> Passage fourni
<<<<
Les premières secousses du marché financier américain de 2024 ont été ressenties et, sans surprise, l'immobilier commercial est au cœur de la dislocation.

Sans surprise, en tout cas, pour les milliers de personnes qui se sont rendues à Miami cette semaine à l'occasion des conférences et réunions d'investisseurs collectivement appelées "Hedge Fund Week", et qui ont placé l'immobilier commercial en tête des signaux d'alerte les plus écarlates pour l'année à venir.

Au moment même où les actions de New York Community Bancorp chutaient de près de 40 %, déclenchant la plus grande liquidation des actions des banques régionales américaines depuis le choc du mois de mars de l'année dernière, certains des noms les plus puissants du monde de la finance sonnaient l'alarme.

"Il va y avoir un bilan. Son ampleur est à déterminer", a déclaré Drew McKnight, codirecteur général de Fortress Investment Group, lors d'une table ronde organisée dans le cadre de la conférence iConnections Global Alts 2024 qui s'est tenue mardi.

"Même dans un environnement bénin, même dans le cas d'un atterrissage en douceur... c'est un domaine qui sera source de stress. Je ne pense pas que ce sera un bain de sang ... mais il y a des turbulences, et le pire de ces turbulences est encore à venir", a-t-il déclaré.

M. McKnight était l'un des quatre membres du "Wall Street Titans Panel", aux côtés de Dan Loeb (Third Point), Armen Panossian (Oaktree Capital Management) et John Zito (Apollo). Des centaines de milliards de dollars d'actifs gérés collectivement et une méfiance collective à l'égard de l'immobilier commercial.
>>>>
Indiquez, d'après le passage sur l'immobilier commercial, de combien ont chuté les actions de New York Community Bancorp.

> Données enregistrées
<<<<
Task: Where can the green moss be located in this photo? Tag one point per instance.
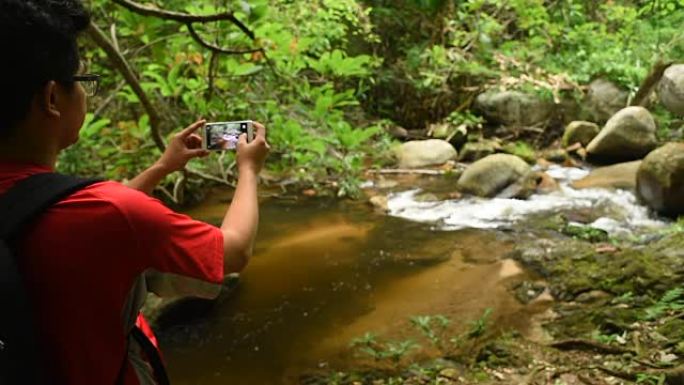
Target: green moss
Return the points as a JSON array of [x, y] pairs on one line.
[[585, 233]]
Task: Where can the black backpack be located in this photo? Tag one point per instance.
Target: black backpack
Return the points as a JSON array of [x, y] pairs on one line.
>>>>
> Réponse attendue
Elles ont chuté de près de 40 %.